◆ **WHAT YOU NEED TO DO**
Which lines have the string "striped"? Copy all of them from the entries below.

◆ **RECORDS SHOWN**
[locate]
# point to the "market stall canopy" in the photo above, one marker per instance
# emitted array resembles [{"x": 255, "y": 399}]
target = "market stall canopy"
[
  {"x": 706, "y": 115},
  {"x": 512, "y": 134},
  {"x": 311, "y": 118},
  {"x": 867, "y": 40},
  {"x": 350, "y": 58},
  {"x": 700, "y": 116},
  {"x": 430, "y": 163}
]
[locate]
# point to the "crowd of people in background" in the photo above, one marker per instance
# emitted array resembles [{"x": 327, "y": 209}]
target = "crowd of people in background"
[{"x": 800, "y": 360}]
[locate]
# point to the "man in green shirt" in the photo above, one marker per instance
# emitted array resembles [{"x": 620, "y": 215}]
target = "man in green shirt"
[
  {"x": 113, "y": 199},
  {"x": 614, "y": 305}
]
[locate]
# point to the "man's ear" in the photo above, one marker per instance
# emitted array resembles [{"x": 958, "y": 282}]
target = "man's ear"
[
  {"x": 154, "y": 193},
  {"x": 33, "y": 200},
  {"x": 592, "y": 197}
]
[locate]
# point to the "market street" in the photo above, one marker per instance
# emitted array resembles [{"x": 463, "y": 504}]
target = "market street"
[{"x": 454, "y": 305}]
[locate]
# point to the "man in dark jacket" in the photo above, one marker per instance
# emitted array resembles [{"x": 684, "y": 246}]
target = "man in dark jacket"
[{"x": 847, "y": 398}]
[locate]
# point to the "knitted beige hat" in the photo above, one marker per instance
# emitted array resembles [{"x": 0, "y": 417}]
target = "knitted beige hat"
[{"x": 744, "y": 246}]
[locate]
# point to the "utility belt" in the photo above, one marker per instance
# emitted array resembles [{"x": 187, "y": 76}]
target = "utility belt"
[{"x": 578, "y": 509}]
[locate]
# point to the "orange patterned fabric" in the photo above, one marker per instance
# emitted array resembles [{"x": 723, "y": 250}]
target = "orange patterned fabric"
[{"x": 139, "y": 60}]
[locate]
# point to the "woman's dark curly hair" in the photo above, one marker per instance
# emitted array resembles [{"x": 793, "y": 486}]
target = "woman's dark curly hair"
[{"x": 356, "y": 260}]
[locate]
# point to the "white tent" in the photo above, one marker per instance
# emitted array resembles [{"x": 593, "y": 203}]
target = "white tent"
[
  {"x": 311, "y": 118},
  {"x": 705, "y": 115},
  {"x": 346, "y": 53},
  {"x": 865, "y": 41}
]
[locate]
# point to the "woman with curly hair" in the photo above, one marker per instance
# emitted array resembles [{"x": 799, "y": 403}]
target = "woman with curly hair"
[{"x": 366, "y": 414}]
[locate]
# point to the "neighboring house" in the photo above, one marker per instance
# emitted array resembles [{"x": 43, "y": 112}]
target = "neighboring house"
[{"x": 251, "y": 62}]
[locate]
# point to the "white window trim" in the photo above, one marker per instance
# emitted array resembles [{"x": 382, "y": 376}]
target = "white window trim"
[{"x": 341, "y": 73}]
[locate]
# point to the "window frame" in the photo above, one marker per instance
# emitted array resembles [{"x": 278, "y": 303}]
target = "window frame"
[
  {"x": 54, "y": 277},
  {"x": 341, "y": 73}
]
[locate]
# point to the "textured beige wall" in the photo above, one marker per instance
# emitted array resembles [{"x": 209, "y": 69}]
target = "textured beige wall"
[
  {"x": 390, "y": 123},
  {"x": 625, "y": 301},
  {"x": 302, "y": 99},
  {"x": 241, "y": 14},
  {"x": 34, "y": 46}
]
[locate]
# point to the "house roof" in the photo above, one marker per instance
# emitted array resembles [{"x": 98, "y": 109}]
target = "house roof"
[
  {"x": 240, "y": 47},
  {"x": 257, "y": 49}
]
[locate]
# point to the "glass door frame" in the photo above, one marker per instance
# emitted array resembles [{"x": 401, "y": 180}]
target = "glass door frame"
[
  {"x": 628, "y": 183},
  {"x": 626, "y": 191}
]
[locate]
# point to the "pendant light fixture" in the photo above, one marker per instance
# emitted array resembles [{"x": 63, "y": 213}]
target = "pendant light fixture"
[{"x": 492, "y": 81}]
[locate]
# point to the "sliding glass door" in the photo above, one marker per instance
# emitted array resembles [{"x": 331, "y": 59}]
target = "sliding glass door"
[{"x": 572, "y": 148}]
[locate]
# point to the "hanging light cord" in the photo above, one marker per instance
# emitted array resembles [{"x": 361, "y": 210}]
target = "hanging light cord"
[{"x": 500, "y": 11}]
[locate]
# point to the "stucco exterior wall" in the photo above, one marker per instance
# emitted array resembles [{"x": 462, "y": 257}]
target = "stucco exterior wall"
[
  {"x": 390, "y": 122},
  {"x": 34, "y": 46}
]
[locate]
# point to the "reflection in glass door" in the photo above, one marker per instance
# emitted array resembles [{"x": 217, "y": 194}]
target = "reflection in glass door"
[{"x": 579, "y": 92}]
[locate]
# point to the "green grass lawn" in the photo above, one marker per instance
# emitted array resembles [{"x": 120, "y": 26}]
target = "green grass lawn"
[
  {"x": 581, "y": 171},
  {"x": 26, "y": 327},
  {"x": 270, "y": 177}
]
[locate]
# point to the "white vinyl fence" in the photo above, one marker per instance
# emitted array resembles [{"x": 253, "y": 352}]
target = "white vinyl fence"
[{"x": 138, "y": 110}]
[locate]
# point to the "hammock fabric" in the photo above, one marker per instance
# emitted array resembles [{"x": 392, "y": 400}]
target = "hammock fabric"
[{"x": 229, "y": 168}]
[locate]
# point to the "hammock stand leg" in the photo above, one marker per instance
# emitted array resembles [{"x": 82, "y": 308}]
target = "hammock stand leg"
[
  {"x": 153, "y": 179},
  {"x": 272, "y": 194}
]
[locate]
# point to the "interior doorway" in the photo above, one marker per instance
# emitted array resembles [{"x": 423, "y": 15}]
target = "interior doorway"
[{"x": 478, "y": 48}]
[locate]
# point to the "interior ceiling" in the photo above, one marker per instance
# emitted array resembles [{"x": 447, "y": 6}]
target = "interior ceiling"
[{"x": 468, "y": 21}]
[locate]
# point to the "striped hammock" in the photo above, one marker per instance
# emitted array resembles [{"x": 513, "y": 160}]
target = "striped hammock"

◆ **OUTPUT FOR THIS EXERCISE**
# point to the "striped hammock" in the photo above, one marker per instance
target = "striped hammock"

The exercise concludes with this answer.